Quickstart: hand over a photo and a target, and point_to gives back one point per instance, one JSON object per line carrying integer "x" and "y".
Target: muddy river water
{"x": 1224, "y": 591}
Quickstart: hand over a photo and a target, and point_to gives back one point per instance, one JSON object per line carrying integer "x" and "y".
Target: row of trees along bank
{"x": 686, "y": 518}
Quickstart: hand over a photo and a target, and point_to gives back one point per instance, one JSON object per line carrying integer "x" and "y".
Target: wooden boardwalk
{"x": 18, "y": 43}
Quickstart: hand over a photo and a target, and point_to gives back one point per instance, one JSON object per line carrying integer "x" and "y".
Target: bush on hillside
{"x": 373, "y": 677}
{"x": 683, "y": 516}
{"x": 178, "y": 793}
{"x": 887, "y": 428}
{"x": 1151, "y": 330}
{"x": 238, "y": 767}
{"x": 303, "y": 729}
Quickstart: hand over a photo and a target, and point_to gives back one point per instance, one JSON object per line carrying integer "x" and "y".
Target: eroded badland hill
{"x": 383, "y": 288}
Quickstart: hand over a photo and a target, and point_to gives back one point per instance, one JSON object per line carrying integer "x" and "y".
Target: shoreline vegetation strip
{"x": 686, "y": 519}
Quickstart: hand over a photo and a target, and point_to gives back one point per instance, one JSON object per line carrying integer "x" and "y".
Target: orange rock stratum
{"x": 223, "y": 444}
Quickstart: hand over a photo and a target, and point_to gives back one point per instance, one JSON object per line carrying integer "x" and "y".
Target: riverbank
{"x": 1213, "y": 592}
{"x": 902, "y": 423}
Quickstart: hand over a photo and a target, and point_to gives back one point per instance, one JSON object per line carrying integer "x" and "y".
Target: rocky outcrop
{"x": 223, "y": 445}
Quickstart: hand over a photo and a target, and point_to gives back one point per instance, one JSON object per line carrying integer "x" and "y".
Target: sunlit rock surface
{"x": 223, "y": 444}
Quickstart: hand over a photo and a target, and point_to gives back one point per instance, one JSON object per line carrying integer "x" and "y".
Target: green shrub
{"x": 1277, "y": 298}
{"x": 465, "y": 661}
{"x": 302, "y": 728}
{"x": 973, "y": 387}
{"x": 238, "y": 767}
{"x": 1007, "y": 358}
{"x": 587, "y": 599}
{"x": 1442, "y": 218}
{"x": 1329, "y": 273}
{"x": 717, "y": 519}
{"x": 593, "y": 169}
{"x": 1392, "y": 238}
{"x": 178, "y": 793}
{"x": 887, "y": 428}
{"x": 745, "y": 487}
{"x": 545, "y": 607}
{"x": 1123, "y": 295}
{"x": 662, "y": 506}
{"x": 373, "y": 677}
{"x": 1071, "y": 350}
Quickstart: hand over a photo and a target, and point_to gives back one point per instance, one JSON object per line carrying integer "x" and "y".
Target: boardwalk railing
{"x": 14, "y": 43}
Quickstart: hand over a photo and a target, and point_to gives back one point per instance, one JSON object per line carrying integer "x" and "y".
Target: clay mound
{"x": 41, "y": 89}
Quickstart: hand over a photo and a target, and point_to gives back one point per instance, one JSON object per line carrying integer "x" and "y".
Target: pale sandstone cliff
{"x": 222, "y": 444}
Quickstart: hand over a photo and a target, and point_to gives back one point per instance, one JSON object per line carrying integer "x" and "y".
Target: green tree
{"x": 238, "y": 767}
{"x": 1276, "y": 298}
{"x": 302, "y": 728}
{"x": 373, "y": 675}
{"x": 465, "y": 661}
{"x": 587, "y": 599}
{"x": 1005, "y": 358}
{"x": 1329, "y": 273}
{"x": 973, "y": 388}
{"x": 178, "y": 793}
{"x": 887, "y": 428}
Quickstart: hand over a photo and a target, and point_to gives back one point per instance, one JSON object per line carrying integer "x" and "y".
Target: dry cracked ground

Exercise prompt:
Give back the lines above exactly, from the one with "Target: green tree" through the last line.

Task output:
Target: green tree
{"x": 238, "y": 767}
{"x": 1276, "y": 298}
{"x": 302, "y": 728}
{"x": 373, "y": 675}
{"x": 465, "y": 661}
{"x": 587, "y": 599}
{"x": 1005, "y": 358}
{"x": 1329, "y": 273}
{"x": 973, "y": 388}
{"x": 178, "y": 793}
{"x": 887, "y": 428}
Quickstart: hand over a photo and a target, and point_to gives back one point per instance, one JSON object per line carrying integer "x" and "y".
Target: dry cracked ground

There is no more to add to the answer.